## Recorded data

══════

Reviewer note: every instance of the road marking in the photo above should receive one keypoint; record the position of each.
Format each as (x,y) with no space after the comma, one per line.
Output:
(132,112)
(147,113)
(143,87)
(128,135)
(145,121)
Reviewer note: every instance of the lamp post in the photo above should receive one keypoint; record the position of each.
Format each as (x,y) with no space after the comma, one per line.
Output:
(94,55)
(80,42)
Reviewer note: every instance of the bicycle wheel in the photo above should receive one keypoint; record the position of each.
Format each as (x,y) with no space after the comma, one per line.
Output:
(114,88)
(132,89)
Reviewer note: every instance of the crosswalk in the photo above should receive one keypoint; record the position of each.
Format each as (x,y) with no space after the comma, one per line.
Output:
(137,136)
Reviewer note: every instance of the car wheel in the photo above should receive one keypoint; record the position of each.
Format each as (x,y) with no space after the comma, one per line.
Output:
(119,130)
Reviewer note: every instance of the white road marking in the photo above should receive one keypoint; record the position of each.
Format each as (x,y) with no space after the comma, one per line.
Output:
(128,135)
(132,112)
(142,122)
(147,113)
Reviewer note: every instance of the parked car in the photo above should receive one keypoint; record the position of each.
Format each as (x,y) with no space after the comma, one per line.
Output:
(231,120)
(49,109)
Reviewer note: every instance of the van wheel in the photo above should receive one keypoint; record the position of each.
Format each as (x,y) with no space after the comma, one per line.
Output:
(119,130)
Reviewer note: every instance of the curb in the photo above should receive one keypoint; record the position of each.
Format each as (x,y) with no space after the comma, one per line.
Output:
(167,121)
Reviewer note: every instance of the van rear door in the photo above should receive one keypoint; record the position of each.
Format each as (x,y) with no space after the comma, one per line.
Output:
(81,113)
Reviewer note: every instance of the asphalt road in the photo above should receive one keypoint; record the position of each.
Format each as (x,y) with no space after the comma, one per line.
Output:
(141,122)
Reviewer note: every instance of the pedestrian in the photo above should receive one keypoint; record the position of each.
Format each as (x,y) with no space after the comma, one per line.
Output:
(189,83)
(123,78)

══════

## Task to complete
Update the stretch from the line containing "Reviewer note: every instance of the crosswalk" through the end of the recorded data by replacing "keypoint" with "marker" and leaving everything else unchanged. Give only those lines.

## The completed task
Reviewer note: every instance of the crosswalk in the photo above should receive one marker; record the position of each.
Format each as (x,y) with no space after the comma, one per line.
Output:
(137,136)
Reviewer note: every instance of the car wheel in the photo above should receive one marker; record the position of each.
Format each as (x,y) with no space after the comma, one per line.
Output:
(119,130)
Reviewer note: every instance of the white road marking in the photo above should receive one marker; record the position of each.
Format each as (x,y) with no space after the comma, one per line.
Output:
(128,135)
(132,112)
(142,122)
(147,113)
Reviewer note: every instance of the parked car in the photo above should receive one marker; record the position of each.
Format each as (x,y) with no space after the comma, one per line.
Output:
(231,120)
(49,109)
Reviewer note: every instance of the van wheel in the photo above should receive one marker; record the position of each.
Format each as (x,y) with no space after the comma, one per line.
Output:
(119,130)
Reviewer note: every instance of the curb in the photo above should receive one marker; record the position of each.
Format each as (x,y) with no space after the comma, one per line.
Output:
(167,121)
Reviewer note: every instance of the van rear door in the photo above should receive one marker; record the position of each.
Format each as (x,y) with no space after the comma, one per line.
Output:
(81,113)
Reviewer note: every instance of the asphalt road in the photo above should receive one marker; record the position of each.
Format each as (x,y) with no space after the comma, one per line.
Output:
(141,122)
Reviewer note: every instance of the pedestrian in the photo above should receive one marker; record the position of each.
Format each as (x,y) with no space after the comma, one per line.
Output:
(189,83)
(123,78)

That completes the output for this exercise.